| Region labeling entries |

++++++

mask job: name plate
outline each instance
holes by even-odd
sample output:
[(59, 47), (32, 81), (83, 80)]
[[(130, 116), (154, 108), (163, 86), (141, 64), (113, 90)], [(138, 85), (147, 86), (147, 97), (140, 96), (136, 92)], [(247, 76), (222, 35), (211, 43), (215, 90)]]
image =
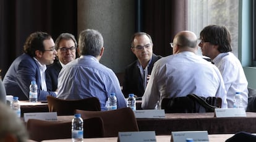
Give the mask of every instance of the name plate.
[(155, 131), (119, 132), (117, 141), (156, 141)]
[(165, 118), (164, 109), (137, 110), (134, 111), (136, 118), (159, 119)]
[(244, 108), (215, 109), (215, 116), (216, 117), (246, 117), (246, 112)]
[(40, 119), (47, 121), (57, 120), (57, 112), (35, 112), (35, 113), (24, 113), (24, 120), (27, 122), (28, 119)]
[(207, 131), (181, 131), (172, 132), (171, 141), (186, 141), (187, 138), (192, 138), (194, 141), (209, 141)]

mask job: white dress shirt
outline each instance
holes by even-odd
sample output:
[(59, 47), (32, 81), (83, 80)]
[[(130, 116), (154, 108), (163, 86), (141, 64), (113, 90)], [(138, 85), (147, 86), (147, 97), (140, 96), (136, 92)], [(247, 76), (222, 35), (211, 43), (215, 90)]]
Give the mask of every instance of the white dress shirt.
[(220, 97), (221, 107), (227, 107), (226, 93), (221, 75), (216, 66), (192, 52), (182, 52), (155, 63), (142, 107), (161, 109), (163, 98), (186, 96)]
[(243, 99), (242, 106), (246, 108), (248, 104), (248, 82), (240, 61), (232, 52), (229, 52), (218, 54), (213, 62), (219, 69), (225, 84), (228, 107), (233, 107), (234, 95), (236, 92), (239, 91)]
[(41, 87), (42, 90), (47, 91), (46, 83), (45, 81), (45, 70), (46, 70), (46, 65), (41, 64), (41, 63), (35, 57), (33, 58), (36, 61), (36, 64), (38, 65), (39, 70), (40, 71)]

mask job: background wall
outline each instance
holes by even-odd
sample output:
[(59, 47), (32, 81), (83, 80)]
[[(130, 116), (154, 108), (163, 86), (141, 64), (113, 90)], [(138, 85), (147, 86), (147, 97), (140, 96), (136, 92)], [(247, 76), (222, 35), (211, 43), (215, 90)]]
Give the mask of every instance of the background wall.
[(115, 72), (135, 59), (130, 40), (135, 32), (134, 1), (78, 0), (77, 33), (92, 28), (101, 33), (105, 52), (100, 62)]

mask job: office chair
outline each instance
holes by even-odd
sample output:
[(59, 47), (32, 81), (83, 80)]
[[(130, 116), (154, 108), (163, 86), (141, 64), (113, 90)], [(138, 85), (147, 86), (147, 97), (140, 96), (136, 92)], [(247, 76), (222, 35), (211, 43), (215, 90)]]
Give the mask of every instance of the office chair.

++++++

| Short exercise |
Put every line of the records above into a JSON list of strings, one string per line, skipping blank lines. Leave the pictures out.

| Correct response |
[
  "mask job: name plate",
  "outline each instance",
  "holes by even-odd",
  "sample output:",
  "[(59, 47), (32, 81), (83, 80)]",
  "[[(130, 116), (154, 108), (163, 86), (141, 64), (113, 90)], [(138, 85), (147, 86), (147, 97), (140, 96), (136, 92)], [(247, 76), (222, 35), (211, 43), (215, 90)]]",
  "image =",
  "Give the mask of every instance of the name plate.",
  "[(155, 131), (119, 132), (117, 141), (156, 141)]",
  "[(165, 118), (164, 109), (137, 110), (134, 111), (136, 118), (159, 119)]",
  "[(244, 108), (215, 109), (215, 116), (216, 117), (246, 117), (246, 112)]",
  "[(40, 119), (47, 121), (57, 120), (57, 112), (35, 112), (35, 113), (24, 113), (24, 120), (27, 122), (28, 119)]",
  "[(207, 131), (181, 131), (172, 132), (171, 141), (186, 141), (187, 138), (192, 138), (194, 141), (209, 141)]",
  "mask job: white dress shirt",
  "outline each instance",
  "holes by even-odd",
  "sample output:",
  "[(59, 47), (32, 81), (83, 80)]",
  "[[(130, 116), (154, 108), (163, 86), (141, 64), (113, 90)], [(138, 85), (147, 86), (147, 97), (140, 96), (136, 92)], [(247, 76), (222, 35), (211, 43), (215, 90)]]",
  "Give the mask of every instance of the white dress shirt.",
  "[(220, 97), (221, 107), (227, 107), (226, 93), (221, 75), (216, 66), (192, 52), (182, 52), (155, 63), (142, 107), (161, 109), (163, 98), (186, 96)]",
  "[(243, 99), (242, 106), (246, 108), (248, 104), (248, 82), (240, 61), (232, 52), (229, 52), (218, 54), (213, 62), (219, 69), (225, 84), (228, 107), (233, 107), (234, 95), (236, 92), (239, 91)]",
  "[(41, 87), (42, 90), (47, 91), (46, 83), (45, 81), (45, 70), (46, 70), (46, 65), (41, 64), (41, 63), (35, 57), (33, 58), (36, 61), (36, 64), (38, 65), (39, 70), (40, 71)]",
  "mask job: background wall",
  "outline each instance",
  "holes by even-odd",
  "sample output:",
  "[(59, 47), (32, 81), (83, 80)]",
  "[[(130, 116), (154, 108), (163, 86), (141, 64), (113, 90)], [(138, 85), (147, 86), (147, 97), (140, 96), (136, 92)], [(247, 76), (222, 35), (211, 43), (215, 90)]]",
  "Give the mask of every instance of the background wall.",
  "[(115, 72), (135, 59), (130, 40), (135, 32), (134, 1), (78, 0), (77, 33), (92, 28), (101, 33), (105, 52), (100, 62)]",
  "mask job: office chair",
  "outline each instance",
  "holes by even-odd",
  "sample output:",
  "[(59, 47), (32, 81), (83, 80)]",
  "[[(130, 116), (154, 108), (163, 86), (141, 64), (113, 90)], [(138, 85), (147, 86), (147, 97), (140, 96), (136, 92)], [(247, 76), (222, 35), (211, 43), (215, 90)]]",
  "Give the mask of every instance of the office chair."
]